**Short problem**. Starting at the line that contains "Please indicate the nose", copy each line through the end of the listing below. Include both ends and output nothing more.

**Records for the exercise**.
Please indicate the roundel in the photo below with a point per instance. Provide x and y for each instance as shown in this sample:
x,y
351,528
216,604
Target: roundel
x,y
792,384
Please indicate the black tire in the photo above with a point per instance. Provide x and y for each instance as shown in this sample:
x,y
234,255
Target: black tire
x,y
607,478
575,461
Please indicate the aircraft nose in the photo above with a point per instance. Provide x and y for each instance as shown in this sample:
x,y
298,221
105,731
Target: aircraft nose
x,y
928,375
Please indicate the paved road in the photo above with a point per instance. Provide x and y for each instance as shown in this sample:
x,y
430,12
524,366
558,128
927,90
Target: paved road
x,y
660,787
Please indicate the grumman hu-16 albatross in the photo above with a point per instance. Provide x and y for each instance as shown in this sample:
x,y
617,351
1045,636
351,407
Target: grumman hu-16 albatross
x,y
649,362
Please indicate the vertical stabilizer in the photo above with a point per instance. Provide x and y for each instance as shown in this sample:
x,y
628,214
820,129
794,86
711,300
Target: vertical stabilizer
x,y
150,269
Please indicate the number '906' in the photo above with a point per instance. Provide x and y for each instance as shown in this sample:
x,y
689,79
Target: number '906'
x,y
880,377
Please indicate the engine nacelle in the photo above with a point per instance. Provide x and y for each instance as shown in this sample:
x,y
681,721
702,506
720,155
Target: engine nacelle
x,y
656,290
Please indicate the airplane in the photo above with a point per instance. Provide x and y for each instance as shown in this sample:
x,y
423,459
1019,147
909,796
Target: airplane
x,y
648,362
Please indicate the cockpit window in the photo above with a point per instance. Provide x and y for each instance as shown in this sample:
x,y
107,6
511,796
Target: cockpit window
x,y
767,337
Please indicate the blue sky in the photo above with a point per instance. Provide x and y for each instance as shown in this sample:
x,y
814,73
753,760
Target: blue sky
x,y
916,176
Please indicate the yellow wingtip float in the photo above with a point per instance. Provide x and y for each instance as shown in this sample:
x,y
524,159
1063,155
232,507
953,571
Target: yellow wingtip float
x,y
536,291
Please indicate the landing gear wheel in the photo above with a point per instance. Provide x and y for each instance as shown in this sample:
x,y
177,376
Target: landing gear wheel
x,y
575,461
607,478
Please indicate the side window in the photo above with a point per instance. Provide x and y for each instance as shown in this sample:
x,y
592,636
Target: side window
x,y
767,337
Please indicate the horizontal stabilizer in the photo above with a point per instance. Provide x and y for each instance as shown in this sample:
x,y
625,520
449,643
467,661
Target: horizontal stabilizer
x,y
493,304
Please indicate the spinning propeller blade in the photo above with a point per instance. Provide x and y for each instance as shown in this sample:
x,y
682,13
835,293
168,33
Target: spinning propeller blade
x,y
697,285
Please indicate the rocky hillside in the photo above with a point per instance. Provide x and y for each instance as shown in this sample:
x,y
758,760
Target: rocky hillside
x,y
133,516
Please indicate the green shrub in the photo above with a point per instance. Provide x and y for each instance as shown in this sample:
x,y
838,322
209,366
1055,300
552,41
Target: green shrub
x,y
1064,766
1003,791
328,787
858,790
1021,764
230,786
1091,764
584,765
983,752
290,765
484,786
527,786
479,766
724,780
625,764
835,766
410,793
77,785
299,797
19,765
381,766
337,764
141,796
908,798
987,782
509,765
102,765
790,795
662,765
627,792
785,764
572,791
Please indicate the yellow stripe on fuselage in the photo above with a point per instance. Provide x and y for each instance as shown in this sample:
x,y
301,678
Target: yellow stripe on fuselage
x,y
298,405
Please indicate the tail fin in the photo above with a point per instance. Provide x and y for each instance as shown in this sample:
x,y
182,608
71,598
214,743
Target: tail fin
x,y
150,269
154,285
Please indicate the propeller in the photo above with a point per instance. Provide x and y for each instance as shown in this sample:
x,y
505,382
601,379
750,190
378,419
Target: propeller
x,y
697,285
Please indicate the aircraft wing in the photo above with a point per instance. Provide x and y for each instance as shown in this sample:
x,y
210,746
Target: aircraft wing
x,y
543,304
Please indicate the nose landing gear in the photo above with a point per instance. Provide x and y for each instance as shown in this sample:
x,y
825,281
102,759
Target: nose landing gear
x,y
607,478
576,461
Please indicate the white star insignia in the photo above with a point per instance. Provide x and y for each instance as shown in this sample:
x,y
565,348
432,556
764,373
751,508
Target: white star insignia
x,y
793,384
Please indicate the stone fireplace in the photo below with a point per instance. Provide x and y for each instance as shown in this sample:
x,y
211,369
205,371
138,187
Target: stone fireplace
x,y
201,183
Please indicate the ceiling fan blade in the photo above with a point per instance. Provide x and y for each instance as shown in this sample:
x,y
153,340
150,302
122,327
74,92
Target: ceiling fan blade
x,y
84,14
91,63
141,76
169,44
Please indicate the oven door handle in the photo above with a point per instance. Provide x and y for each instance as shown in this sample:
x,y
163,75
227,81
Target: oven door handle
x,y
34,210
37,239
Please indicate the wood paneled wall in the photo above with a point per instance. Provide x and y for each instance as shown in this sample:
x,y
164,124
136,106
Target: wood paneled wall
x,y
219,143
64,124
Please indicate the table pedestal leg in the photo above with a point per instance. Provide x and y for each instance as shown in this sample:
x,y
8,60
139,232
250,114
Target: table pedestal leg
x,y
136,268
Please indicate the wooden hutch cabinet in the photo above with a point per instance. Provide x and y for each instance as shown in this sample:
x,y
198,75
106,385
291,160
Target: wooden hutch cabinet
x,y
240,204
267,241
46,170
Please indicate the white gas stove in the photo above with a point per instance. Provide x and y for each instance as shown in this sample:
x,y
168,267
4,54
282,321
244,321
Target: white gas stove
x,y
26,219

**Result of this task**.
Please indicate the nose landing gear in the photo above with a point per instance. Provide x and y for each instance as shown in this sample:
x,y
825,281
102,759
Target: nose landing gear
x,y
607,478
576,461
Please indicate the white star insignia in the photo above with a point per instance. Provide x and y for each instance as shown in this sample:
x,y
565,348
432,556
764,373
751,508
Target: white star insignia
x,y
793,384
Please indicate the stone fireplace in the photo below with a point per instance. Provide x and y for each instance as shown in this sample:
x,y
211,369
205,371
138,187
Target: stone fireplace
x,y
201,183
Please indicate the ceiling fan blade in the photo above with a point per instance. Provide x and y for each instance as shown in this sample:
x,y
153,340
150,302
122,327
74,92
Target: ceiling fan blade
x,y
84,14
91,63
141,76
169,44
Please indicate the oven door handle in the photo above with a point per instance. Provide x and y for each instance as shown in this sample:
x,y
163,75
227,81
Target: oven door handle
x,y
34,210
37,239
Please indicate the wood paneled wall in the photo above with a point per instance. Provide x and y for each instance as shown in this sample:
x,y
164,124
136,106
Target: wood paneled wall
x,y
219,143
64,124
Please indicate the table pedestal leg in the photo above with a point per instance. Provide x and y for each instance as shown in this sample:
x,y
8,60
139,232
250,114
Target: table pedestal leg
x,y
136,268
Please indicate the wooden hutch cabinet in the photo above with a point per instance. Provide x and y for each instance as shown in this sample:
x,y
198,75
106,385
291,160
Target: wooden hutch cabinet
x,y
240,204
267,241
46,170
Please indicate the white gas stove in the photo above with a point per instance. Provide x and y for each instance as shown in this sample:
x,y
168,267
4,54
282,321
244,321
Target: white gas stove
x,y
26,219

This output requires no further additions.